The request:
Copy the lines below verbatim, beginning with the line that includes "Practice. Identify the cyclist" and continuing to the end; leave out everything before it.

Records for this exercise:
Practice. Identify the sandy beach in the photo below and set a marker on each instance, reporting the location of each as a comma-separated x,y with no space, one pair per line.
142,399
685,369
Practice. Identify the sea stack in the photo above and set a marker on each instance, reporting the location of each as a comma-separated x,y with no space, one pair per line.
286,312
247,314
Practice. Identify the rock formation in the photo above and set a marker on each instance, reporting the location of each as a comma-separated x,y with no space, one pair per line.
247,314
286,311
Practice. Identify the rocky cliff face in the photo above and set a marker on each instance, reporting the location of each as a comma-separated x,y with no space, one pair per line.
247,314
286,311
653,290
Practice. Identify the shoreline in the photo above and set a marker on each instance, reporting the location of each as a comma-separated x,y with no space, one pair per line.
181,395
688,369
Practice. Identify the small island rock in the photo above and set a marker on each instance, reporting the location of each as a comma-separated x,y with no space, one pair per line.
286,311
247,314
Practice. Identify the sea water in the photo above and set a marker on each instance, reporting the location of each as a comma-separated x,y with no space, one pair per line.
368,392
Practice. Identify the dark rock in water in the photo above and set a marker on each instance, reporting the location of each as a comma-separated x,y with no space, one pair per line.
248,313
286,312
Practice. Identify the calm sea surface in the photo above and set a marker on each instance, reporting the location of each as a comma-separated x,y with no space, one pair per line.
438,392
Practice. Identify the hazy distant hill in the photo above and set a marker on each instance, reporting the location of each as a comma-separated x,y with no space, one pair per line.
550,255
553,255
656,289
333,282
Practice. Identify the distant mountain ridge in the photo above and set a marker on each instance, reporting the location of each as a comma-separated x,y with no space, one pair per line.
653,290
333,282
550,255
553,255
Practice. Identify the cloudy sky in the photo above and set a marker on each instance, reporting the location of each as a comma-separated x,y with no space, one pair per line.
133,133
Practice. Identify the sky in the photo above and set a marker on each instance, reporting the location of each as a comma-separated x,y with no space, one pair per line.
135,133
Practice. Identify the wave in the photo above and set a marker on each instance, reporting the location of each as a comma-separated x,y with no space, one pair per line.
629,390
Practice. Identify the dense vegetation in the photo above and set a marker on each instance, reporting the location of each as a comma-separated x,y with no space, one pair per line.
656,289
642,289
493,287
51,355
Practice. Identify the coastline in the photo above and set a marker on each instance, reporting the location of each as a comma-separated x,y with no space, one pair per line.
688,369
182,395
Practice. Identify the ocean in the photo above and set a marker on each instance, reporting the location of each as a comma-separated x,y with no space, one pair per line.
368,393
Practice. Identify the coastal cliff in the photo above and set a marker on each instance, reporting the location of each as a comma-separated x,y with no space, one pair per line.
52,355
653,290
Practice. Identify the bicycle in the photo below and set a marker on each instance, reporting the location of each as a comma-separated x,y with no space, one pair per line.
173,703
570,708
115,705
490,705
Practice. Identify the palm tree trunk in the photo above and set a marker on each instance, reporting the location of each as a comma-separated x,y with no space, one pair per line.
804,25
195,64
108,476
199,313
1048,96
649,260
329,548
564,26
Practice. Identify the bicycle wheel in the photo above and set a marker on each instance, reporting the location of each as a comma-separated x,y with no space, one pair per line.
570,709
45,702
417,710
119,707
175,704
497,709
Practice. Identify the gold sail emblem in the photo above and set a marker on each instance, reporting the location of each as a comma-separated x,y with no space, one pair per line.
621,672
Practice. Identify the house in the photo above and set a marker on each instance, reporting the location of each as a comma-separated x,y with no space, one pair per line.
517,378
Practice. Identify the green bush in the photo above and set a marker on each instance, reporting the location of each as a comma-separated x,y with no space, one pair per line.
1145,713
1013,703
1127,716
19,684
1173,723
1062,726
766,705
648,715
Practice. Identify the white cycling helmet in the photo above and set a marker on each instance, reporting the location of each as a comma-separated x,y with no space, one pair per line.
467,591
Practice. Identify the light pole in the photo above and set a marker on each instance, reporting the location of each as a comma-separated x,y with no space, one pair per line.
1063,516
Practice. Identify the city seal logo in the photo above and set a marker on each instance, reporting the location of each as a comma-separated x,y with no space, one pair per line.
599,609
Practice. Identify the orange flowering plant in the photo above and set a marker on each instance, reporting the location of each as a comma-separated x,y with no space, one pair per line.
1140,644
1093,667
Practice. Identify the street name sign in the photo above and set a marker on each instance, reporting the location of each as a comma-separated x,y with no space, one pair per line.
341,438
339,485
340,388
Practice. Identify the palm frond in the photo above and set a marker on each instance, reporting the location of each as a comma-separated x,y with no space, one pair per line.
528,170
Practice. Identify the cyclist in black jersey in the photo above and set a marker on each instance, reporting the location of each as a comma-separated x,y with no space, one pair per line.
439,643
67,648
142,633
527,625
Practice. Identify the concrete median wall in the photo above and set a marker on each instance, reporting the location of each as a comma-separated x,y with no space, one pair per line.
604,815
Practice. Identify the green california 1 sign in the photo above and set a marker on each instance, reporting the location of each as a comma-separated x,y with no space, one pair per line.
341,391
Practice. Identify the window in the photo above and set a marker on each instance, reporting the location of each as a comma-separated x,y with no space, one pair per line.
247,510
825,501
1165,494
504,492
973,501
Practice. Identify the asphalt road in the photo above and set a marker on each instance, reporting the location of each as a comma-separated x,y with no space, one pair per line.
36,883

Task output:
Practice. Identify the cyclist in black jersey in the photo above and set a marker on each instance, reporting the location of each as a comma-separated x,y with no space, one pair per line.
439,643
67,648
142,633
527,625
Practice. Identify the concrete median wall in the photo above and set a marker on each instance, reporting the location of each as a comma-separated x,y with no space, one pair per line.
604,815
Practice. Identify the green california 1 sign in the photo above and set a marker on each instance, reporting the location of each as a comma-separated x,y with no space, one pair per line.
341,391
Practice. Identify the window in the photo above and set a marker on each instance, reporting the location of each as a comma-separated x,y with no space, one pair per line.
247,510
825,501
1165,494
504,492
973,501
Practice. Identify the asphalt road in the photo above and set a marker on each instance, reporting the location of each as a comma-separated x,y with no space, one pair per line.
36,883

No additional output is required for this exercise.